*Problem statement*
Return every line of the records that includes the string "middle".

START Exercise data

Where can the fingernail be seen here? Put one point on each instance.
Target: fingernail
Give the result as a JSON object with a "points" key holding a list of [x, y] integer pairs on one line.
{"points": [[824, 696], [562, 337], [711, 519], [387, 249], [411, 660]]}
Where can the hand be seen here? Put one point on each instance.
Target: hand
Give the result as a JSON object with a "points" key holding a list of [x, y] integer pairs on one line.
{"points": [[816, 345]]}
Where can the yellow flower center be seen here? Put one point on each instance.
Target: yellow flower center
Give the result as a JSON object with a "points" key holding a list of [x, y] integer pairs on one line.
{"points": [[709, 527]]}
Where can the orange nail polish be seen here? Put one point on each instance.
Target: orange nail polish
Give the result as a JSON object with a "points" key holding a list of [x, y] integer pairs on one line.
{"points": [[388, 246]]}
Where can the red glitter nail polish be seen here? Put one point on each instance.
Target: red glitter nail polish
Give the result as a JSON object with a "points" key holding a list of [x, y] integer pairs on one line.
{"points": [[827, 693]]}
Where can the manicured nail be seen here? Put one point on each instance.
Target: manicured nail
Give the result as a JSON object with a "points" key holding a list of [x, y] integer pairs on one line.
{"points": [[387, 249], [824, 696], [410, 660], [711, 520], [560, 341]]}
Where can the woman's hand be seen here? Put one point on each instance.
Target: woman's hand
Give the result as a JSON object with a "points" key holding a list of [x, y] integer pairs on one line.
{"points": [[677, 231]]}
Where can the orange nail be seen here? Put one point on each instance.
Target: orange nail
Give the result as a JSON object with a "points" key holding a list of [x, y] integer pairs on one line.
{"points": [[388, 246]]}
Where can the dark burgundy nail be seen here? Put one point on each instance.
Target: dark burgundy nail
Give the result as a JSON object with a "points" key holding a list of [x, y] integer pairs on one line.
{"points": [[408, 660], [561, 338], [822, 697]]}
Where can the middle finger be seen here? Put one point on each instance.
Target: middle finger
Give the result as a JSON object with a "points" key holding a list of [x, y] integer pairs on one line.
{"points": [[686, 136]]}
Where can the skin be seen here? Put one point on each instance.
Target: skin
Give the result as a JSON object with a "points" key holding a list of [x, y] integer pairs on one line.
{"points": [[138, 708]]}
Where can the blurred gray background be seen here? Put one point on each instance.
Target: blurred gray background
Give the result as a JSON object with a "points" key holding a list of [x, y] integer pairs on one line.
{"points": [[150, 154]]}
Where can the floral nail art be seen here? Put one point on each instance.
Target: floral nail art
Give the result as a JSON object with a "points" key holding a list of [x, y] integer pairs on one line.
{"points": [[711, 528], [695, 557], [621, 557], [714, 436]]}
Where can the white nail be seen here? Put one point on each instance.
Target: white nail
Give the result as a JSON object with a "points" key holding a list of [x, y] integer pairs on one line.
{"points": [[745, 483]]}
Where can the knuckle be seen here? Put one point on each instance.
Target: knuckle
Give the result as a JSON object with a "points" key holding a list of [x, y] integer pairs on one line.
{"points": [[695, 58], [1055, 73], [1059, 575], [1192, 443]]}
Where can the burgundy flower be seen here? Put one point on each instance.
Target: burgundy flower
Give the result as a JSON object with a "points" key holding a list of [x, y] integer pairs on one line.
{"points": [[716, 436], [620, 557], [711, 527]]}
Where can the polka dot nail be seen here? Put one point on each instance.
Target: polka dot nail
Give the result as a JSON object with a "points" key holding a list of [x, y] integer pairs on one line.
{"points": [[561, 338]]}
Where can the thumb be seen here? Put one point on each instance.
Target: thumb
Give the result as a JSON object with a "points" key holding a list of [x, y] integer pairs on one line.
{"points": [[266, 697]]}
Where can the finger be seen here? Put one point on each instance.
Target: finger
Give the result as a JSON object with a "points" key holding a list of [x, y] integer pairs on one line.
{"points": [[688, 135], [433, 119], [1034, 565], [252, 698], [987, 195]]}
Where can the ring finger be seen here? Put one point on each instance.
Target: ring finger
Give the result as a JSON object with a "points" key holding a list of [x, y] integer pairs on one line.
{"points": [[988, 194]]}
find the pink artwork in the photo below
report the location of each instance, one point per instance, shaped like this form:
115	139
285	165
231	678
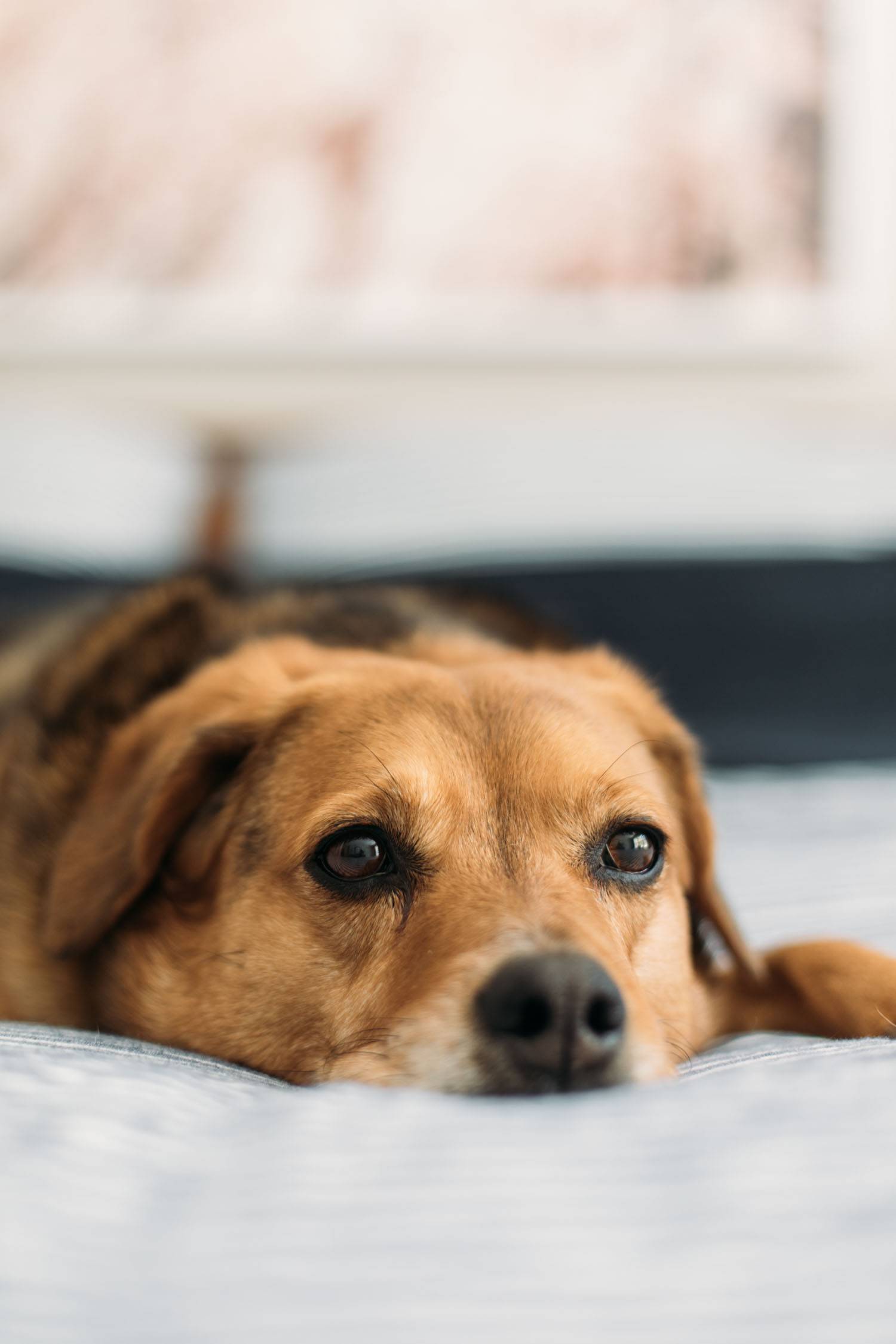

END Exercise data

*Response for this exercise*
Where can the middle finger be seen here? Put one point on each instance.
Target: middle finger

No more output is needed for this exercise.